— Requirement —
Copy every entry precisely.

(Data entries)
>>>

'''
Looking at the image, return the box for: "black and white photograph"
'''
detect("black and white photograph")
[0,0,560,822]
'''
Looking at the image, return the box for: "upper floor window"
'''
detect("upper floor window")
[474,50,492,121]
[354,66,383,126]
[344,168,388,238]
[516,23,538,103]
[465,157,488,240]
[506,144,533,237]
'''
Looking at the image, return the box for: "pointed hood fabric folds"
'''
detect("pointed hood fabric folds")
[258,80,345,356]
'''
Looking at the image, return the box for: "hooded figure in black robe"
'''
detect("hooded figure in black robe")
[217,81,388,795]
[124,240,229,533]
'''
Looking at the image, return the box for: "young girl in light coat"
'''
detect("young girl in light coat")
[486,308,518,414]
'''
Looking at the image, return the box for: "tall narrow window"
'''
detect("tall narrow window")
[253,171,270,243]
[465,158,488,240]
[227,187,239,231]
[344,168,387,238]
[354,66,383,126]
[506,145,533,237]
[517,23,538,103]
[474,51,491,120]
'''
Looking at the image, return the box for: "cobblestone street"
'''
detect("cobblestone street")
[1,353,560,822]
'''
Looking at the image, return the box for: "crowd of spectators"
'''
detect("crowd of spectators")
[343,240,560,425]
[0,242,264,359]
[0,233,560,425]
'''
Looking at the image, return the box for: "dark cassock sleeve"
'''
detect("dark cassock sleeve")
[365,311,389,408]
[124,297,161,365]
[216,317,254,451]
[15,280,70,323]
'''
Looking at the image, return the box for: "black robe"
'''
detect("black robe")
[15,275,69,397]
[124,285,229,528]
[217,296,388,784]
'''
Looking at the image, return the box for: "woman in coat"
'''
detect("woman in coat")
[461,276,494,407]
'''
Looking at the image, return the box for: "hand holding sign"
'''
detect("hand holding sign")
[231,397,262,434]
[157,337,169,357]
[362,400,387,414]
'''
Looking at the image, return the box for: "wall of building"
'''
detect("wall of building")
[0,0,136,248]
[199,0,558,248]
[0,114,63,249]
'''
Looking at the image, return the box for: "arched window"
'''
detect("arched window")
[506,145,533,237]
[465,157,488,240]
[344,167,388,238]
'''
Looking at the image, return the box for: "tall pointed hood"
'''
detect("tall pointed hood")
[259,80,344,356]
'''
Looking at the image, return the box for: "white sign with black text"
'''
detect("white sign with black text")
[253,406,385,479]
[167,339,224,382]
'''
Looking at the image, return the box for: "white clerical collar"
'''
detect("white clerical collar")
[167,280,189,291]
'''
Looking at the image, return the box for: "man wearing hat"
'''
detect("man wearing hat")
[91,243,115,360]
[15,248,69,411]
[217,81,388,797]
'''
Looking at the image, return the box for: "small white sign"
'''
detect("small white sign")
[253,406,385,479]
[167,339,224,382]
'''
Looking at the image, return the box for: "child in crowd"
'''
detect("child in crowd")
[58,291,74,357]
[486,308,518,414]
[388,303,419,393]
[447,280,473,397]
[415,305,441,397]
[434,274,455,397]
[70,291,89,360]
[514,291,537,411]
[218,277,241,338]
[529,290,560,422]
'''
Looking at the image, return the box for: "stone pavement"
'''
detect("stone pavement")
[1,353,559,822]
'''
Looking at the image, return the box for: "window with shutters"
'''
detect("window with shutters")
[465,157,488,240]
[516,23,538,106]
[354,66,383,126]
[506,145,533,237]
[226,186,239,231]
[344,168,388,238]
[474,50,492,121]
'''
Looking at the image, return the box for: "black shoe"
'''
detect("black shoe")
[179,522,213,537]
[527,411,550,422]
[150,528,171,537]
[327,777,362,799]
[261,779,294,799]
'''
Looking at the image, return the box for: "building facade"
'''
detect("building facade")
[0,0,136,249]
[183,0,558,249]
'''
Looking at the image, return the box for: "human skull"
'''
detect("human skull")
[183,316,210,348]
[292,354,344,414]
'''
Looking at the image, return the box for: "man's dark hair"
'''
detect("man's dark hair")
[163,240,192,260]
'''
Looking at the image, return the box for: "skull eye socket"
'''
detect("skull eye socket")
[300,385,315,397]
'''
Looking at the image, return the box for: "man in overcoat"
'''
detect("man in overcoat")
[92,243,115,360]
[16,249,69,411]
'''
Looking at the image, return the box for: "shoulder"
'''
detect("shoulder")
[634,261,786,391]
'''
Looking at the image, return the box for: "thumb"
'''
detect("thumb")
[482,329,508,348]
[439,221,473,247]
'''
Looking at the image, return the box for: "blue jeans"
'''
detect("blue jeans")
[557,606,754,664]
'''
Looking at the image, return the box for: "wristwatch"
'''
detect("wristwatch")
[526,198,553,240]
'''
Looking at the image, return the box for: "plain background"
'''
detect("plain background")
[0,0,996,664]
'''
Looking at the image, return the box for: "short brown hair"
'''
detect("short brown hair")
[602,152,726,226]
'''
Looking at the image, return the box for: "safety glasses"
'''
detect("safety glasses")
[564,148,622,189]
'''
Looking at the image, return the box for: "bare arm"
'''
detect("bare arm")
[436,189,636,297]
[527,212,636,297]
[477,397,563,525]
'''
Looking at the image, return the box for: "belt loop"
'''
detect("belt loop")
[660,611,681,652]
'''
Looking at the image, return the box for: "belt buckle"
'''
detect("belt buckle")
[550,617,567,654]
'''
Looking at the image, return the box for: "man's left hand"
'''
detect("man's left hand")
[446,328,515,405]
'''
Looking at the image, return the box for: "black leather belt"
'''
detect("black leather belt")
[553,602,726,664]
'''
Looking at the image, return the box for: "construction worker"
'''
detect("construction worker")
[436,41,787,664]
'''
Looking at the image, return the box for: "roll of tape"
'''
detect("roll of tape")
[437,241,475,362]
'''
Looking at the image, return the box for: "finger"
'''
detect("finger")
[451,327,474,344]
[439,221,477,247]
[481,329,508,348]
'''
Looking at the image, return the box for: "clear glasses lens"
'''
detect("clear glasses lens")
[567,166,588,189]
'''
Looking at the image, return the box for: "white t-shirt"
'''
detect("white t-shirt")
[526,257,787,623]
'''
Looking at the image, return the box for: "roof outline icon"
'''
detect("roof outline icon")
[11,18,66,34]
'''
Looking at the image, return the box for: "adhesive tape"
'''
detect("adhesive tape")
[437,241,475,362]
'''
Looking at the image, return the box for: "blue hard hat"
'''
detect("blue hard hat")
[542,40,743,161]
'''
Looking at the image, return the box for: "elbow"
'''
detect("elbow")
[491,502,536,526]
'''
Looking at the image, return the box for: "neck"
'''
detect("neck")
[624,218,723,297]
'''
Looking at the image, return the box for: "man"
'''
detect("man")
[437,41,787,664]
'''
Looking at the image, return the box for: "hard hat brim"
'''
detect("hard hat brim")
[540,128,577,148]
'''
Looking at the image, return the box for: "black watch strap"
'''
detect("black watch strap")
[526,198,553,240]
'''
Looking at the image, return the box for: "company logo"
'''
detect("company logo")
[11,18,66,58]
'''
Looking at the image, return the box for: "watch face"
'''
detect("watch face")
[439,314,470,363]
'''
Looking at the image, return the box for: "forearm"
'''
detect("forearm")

<<<

— Exercise solution —
'''
Looking at the image, return the box for: "black and white photograph"
'''
detect("black and white photograph")
[0,0,560,822]
'''
Looking at the image, return the box for: "upper floor window"
'''
detect("upper floor window")
[474,50,492,121]
[354,66,383,126]
[344,168,388,238]
[516,23,538,103]
[465,157,488,240]
[506,144,533,237]
'''
Looking at the image, return the box for: "pointed hood fabric folds"
'''
detect("pointed hood fabric folds")
[258,80,345,356]
'''
Looking at the image, return the box for: "hooded figure in black robe"
'''
detect("hooded figure in black robe")
[217,81,388,795]
[124,240,229,533]
'''
Looking at the image, return the box for: "young girl in light coat"
'''
detect("young girl in light coat")
[486,308,518,414]
'''
Looking at the image, return the box for: "tall narrow window"
'''
detect("tall narrow window")
[253,171,270,243]
[465,158,488,240]
[227,187,239,231]
[344,168,387,238]
[354,66,383,126]
[506,145,533,237]
[517,23,538,103]
[474,51,491,120]
'''
Looking at the image, return the box for: "cobblestone street"
'''
detect("cobblestone street")
[1,353,560,822]
'''
Looking at the image, return the box for: "crowd of spectators"
'''
detect("crowd of spectators")
[343,240,560,425]
[0,242,264,359]
[0,233,560,425]
'''
Looking at the image, return the box for: "dark cassock sleeve"
'''
detect("dark cassock sleeve")
[365,311,389,408]
[124,297,161,365]
[216,317,254,451]
[15,280,70,323]
'''
Looking at the image, return the box for: "black robe"
'''
detect("black robe")
[15,275,69,397]
[124,285,229,528]
[217,296,388,784]
'''
Looking at the image, return the box for: "woman in coat"
'''
detect("woman in coat")
[461,276,494,407]
'''
Looking at the image, return the box for: "hand holding sign"
'''
detect("hand holding sign")
[231,397,262,434]
[157,337,169,357]
[362,400,387,414]
'''
Looking at the image, return the box for: "wall of building"
'''
detect("wall of building")
[0,0,136,248]
[199,0,558,248]
[0,114,63,249]
'''
Looking at the image, return the box for: "arched window"
'''
detect("arched window")
[506,145,533,237]
[465,157,488,240]
[344,167,388,238]
'''
Looking at the image, return the box for: "tall pointed hood"
'''
detect("tall pointed hood")
[259,80,344,356]
'''
Looking at the image, return the box for: "white sign with black text"
'''
detect("white sign with black text")
[253,406,385,479]
[167,339,224,382]
'''
Looking at the image, return the box for: "white clerical collar"
'''
detect("white clerical collar")
[167,280,189,291]
'''
Looking at the image, return the box for: "man wearing hat"
'''
detect("man wearing hat")
[91,243,115,360]
[15,248,69,411]
[217,81,388,797]
'''
Looking at the image, return the box for: "small white sign"
'''
detect("small white sign")
[253,406,385,479]
[167,339,224,382]
'''
Looking at the image, return the box for: "child in crowd"
'''
detect("child in crowd")
[58,291,74,357]
[486,308,518,414]
[388,303,419,393]
[447,280,473,397]
[415,305,441,397]
[434,274,455,397]
[70,291,89,360]
[514,291,537,411]
[218,277,241,338]
[529,290,560,422]
'''
Looking at the image, return the box for: "stone pavement"
'''
detect("stone pavement")
[1,353,559,822]
'''
Looking at the image, return the box for: "window with shutters"
'''
detect("window with shutters")
[465,157,488,240]
[516,23,538,106]
[354,66,383,126]
[506,145,533,237]
[226,186,239,231]
[344,168,388,238]
[474,50,492,121]
'''
Looking at the image, return the box for: "black shoe"
'''
detect("black shoe")
[179,522,213,537]
[527,411,550,422]
[150,528,171,537]
[327,777,362,799]
[261,779,294,799]
'''
Looking at the image, return the box for: "building facade"
'''
detect("building facade")
[0,0,136,249]
[183,0,558,249]
'''
Looking at the image, return the box for: "human skull"
'''
detect("human skull")
[183,316,210,348]
[292,354,344,414]
'''
Looking at the image, return the box for: "man's dark hair"
'''
detect("man's dark hair")
[163,240,192,260]
'''
Looking at the image, return the box for: "skull eye socket"
'''
detect("skull eye socket")
[300,385,315,397]
'''
Looking at the image, return the box for: "man in overcoat"
'''
detect("man in overcoat")
[92,243,115,360]
[16,249,69,411]
'''
Looking at the image, return the box for: "shoulder"
'''
detect("shoulder")
[634,261,786,391]
'''
Looking at the image, return the box for: "thumb"
'''
detect("thumb")
[482,329,508,348]
[439,221,473,247]
'''
Looking at the image, return the box for: "blue jeans"
'''
detect("blue jeans")
[557,606,754,664]
'''
Looking at the image, return the box for: "wristwatch"
'''
detect("wristwatch")
[526,198,553,240]
'''
Looking at the image, return the box for: "plain background"
'''
detect("plain background")
[0,0,996,664]
'''
Looking at the image, return the box for: "short brown hair"
'''
detect("short brown hair")
[602,152,726,226]
'''
Looking at the image, return the box for: "safety glasses"
'''
detect("safety glasses")
[564,148,622,189]
'''
Looking at the image, return the box for: "bare arm"
'''
detect("bare arm")
[436,189,636,297]
[527,212,636,297]
[477,397,563,525]
'''
Looking at the image, return the box for: "belt loop"
'''
detect("belt loop")
[660,611,681,652]
'''
Looking at the image, return the box for: "belt buckle"
'''
detect("belt buckle")
[550,617,567,654]
'''
Looking at the image, return the box for: "man's left hand"
'''
detect("man's left hand")
[446,328,515,405]
'''
Looking at the image, return the box for: "black leather belt"
'''
detect("black leather belt")
[553,602,726,664]
'''
Looking at the image, return the box for: "construction worker"
'''
detect("construction worker")
[436,41,787,664]
'''
Looking at the image, return the box for: "roll of tape"
'''
detect("roll of tape")
[437,241,475,362]
'''
Looking at the image, return the box for: "finger"
'''
detect("finger")
[451,327,474,344]
[439,221,477,247]
[481,329,508,348]
'''
Looking at the image, return the box for: "clear glasses lens"
'''
detect("clear glasses lens")
[567,166,588,189]
'''
Looking at the image, return the box for: "white t-shirt"
'''
detect("white t-shirt")
[526,257,787,623]
'''
Looking at the image, return the box for: "roof outline icon"
'''
detect("roof outline icon")
[11,18,66,34]
'''
Looking at the image, return the box for: "adhesive tape"
'''
detect("adhesive tape")
[437,241,475,362]
'''
Looking at the image, return the box for: "blue hard hat"
'''
detect("blue hard hat")
[542,40,743,161]
'''
Looking at the image, return the box for: "elbow"
'''
detect("elbow")
[491,502,536,526]
'''
Looking at the image, return the box for: "neck"
'''
detect("neck")
[624,218,723,297]
'''
Looking at the image, return the box for: "man"
'''
detect("man")
[437,41,787,664]
'''
Looking at the image, return the box for: "hard hat brim"
'''
detect("hard hat brim")
[540,128,577,148]
'''
Looking at the image, return the box for: "black watch strap"
'''
detect("black watch strap")
[526,198,553,240]
'''
Looking at the image, return the box for: "company logo"
'''
detect("company logo")
[11,18,66,58]
'''
Looking at the image, return the box for: "watch face"
'''
detect("watch face")
[439,314,470,363]
'''
Looking at the image, return the box for: "forearm"
'''
detect("forearm")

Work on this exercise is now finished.